§ WRITTEN REQUEST 1: Return everything from "We will finally" down to "End. Thankyou!" in the job satisfaction notebook excerpt, without any changes.
§ WRITTEN REQUEST 2: In the job satisfaction notebook excerpt, recast the paragraph that begins "Aftre cleaning datasets" as a brief list of steps that keeps its main facts.

***** SELECTED EXCERPT

Aftre cleaning datasets seperately, we will concat both datasets into one dataframe and use a function to categorize values, then pivot the dataframe into a more effective table for analysis:

In [6]:
df=pd.concat([dete,tafe],ignore_index=True)
df.head()

Unnamed: 0,Dissatisfication,Experience
0,False,7.0
1,False,18.0
2,False,3.0
3,True,15.0
4,False,3.0


In [7]:
def correction(x):
    if type(x)==bool:
        if x==False:
            return "Satisfied"
        else:
            return "Dissatisfied"
    elif x >= 11:
        return "Veteran"
    elif 7 <= x < 11:
        return "Established"
    elif 3 <= x < 7:
        return "Experienced"
    elif pd.isnull(x):
        return "Unknown"
    else:
        return "New"
    
df = df.applymap(correction)
#df['Total']=1
df.head()

Unnamed: 0,Dissatisfication,Experience
0,Satisfied,Established
1,Satisfied,Veteran
2,Satisfied,Experienced
3,Dissatisfied,Veteran
4,Satisfied,Experienced


In [8]:
df=df.pivot_table(values='Dissatisfication',index='Experience',columns='Dissatisfication',aggfunc=len)
df

Dissatisfication,Dissatisfied,Satisfied
Experience,Unnamed: 1_level_1,Unnamed: 2_level_1
Established,27,35
Experienced,38,134
New,36,157
Unknown,15,73
Veteran,41,95


We will finally plot the cleaned dataframe using a simple bar chart to visualize job satisfaction of exit employees.

In [9]:
df.plot.bar(rot=30,colormap='Set1')

<matplotlib.axes._subplots.AxesSubplot at 0x21f36e82710>

End. Thankyou!

**********
***** DATASET CONTENT

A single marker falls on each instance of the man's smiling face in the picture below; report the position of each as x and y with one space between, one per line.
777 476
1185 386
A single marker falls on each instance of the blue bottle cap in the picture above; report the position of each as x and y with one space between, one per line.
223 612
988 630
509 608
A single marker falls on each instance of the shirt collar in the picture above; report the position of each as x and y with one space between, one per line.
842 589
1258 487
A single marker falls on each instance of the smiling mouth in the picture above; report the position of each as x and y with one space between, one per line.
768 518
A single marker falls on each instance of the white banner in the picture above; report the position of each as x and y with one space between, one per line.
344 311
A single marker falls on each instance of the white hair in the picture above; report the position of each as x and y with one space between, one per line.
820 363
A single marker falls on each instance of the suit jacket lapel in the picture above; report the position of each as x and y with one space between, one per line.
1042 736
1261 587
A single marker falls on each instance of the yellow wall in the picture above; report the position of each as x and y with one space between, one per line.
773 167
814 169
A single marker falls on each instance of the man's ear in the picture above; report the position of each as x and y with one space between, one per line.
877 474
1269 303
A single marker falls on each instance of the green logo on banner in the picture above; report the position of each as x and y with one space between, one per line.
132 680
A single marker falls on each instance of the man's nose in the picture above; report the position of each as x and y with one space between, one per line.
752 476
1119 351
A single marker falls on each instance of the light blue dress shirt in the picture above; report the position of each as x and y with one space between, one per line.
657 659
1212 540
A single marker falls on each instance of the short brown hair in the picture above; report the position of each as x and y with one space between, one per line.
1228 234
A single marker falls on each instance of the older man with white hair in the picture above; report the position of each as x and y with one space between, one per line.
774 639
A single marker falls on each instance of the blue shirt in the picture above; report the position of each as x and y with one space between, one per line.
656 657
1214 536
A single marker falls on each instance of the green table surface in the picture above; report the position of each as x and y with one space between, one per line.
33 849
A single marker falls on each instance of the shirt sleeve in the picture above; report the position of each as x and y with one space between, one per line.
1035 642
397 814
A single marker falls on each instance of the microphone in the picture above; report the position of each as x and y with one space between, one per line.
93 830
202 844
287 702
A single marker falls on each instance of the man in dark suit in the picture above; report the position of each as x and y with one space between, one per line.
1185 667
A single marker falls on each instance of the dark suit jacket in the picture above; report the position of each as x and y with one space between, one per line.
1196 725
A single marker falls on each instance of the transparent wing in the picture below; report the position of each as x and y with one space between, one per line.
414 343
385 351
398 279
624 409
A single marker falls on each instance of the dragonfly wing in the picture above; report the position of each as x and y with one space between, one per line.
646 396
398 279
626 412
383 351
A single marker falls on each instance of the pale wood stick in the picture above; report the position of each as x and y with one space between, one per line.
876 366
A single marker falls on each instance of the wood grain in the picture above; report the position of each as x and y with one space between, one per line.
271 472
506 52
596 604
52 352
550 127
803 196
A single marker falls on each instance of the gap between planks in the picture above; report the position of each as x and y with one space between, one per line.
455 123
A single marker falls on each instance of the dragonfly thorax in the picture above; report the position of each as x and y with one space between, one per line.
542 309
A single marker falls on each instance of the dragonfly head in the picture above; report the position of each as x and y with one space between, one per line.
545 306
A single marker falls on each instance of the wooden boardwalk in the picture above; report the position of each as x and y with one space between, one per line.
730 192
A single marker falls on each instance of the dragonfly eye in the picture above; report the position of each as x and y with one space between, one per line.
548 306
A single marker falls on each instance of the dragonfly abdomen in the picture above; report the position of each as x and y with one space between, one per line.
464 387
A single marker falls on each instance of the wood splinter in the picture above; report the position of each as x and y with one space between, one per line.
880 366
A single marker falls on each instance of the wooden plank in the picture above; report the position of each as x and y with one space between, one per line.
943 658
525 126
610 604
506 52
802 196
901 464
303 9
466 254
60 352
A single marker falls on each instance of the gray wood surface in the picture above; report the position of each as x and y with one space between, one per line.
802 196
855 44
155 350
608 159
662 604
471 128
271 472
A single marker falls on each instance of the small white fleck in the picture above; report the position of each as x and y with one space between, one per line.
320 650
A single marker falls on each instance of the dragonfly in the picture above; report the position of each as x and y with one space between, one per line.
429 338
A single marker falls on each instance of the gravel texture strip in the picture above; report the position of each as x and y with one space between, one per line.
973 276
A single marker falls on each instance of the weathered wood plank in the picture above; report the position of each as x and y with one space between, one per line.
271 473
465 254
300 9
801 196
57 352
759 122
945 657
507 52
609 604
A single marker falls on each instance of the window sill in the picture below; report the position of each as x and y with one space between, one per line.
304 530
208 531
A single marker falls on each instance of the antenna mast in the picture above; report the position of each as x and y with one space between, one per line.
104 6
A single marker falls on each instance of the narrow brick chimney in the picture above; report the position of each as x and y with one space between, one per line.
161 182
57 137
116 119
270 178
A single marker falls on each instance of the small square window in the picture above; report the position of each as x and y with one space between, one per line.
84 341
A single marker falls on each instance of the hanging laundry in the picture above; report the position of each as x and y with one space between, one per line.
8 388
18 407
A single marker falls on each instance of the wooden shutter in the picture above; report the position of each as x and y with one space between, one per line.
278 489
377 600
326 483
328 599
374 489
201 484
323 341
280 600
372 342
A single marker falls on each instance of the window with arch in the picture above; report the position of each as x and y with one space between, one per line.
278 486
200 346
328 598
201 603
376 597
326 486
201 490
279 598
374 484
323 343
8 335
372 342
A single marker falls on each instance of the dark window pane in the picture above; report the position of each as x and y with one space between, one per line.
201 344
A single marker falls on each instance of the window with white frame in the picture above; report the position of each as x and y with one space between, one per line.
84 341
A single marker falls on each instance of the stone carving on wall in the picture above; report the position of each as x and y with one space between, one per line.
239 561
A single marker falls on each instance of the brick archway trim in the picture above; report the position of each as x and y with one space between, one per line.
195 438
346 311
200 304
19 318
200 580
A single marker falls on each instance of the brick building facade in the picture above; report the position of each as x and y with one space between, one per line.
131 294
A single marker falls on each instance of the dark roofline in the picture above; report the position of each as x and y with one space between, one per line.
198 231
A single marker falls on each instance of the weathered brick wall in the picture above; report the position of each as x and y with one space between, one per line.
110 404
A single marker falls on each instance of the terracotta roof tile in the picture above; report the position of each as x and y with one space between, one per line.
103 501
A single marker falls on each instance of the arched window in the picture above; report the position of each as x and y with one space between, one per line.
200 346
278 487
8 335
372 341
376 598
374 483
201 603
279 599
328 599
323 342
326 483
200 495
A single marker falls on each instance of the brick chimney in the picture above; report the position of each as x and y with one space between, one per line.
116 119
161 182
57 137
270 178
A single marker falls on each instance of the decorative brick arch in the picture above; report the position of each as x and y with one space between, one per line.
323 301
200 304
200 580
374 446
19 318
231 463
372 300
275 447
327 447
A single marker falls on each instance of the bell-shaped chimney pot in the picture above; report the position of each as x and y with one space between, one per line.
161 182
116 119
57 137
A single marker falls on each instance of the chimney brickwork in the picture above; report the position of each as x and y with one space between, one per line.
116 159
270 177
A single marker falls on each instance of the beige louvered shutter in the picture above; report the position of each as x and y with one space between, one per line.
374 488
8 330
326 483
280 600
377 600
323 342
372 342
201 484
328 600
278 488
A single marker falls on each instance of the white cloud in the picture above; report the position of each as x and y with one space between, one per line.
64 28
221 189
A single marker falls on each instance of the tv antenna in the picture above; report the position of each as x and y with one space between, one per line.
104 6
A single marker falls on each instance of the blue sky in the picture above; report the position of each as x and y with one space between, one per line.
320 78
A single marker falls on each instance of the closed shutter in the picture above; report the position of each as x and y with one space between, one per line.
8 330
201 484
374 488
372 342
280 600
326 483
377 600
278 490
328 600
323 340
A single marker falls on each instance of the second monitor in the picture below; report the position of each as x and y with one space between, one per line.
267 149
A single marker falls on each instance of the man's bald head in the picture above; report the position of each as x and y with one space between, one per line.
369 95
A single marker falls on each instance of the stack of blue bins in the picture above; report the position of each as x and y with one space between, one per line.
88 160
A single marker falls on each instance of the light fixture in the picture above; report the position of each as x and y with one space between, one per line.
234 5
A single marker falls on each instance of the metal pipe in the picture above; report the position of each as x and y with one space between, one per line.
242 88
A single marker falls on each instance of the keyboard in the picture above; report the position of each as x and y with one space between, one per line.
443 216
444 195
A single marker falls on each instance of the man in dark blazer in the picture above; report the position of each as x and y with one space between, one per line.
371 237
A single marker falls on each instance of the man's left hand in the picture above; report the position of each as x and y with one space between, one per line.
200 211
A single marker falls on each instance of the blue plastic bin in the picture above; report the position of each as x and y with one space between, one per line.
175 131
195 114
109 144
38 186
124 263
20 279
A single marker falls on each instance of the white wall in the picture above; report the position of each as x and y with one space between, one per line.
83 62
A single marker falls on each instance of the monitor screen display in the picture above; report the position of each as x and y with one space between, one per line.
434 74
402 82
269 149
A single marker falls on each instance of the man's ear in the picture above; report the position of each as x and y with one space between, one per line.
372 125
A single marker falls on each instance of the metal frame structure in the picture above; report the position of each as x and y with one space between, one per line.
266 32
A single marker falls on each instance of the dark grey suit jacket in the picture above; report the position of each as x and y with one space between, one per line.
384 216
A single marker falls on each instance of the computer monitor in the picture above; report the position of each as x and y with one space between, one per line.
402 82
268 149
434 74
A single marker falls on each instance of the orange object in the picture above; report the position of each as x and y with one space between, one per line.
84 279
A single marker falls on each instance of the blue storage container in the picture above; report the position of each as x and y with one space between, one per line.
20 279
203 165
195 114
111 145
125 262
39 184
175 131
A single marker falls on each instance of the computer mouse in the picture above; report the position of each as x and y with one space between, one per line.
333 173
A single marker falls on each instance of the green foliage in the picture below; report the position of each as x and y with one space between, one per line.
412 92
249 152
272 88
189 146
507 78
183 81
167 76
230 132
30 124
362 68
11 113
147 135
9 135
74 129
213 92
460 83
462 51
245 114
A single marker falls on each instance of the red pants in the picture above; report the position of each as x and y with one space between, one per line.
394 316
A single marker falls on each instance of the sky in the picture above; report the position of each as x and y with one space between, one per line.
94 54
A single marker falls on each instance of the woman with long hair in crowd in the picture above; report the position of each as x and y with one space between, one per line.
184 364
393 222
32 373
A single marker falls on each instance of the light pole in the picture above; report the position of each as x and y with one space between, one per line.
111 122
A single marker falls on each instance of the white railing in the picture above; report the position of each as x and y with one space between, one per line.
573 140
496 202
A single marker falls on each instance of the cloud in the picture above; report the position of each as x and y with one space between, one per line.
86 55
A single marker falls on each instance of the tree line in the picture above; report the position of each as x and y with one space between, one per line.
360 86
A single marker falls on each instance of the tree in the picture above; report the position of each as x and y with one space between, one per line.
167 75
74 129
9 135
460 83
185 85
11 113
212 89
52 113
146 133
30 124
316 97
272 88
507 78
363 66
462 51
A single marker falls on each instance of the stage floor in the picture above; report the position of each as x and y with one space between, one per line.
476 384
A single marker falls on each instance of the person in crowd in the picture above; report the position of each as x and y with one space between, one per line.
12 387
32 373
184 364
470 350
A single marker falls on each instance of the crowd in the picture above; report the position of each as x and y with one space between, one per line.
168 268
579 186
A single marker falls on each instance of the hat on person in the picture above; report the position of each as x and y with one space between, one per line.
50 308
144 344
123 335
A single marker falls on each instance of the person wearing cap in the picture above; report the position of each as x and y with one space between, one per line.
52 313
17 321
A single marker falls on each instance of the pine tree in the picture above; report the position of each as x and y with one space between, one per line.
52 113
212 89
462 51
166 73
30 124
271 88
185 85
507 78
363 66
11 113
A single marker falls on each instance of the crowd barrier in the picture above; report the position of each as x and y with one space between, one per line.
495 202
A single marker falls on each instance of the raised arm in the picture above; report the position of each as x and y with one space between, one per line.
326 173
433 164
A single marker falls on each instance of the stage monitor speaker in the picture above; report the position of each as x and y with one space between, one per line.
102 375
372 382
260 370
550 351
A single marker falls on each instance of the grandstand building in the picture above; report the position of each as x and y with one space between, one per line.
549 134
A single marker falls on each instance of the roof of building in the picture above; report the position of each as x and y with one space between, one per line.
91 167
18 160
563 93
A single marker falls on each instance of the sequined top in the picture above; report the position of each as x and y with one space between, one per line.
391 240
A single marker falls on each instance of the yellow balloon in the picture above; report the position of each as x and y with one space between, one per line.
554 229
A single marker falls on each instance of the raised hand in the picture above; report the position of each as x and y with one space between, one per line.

**********

§ FULL OUTPUT 1:
We will finally plot the cleaned dataframe using a simple bar chart to visualize job satisfaction of exit employees.

In [9]:
df.plot.bar(rot=30,colormap='Set1')

<matplotlib.axes._subplots.AxesSubplot at 0x21f36e82710>

End. Thankyou!

§ FULL OUTPUT 2:
- Clean each dataset separately.
- Concatenate both datasets into one dataframe.
- Categorize the values with a function.
- Pivot the dataframe into a table better suited to analysis.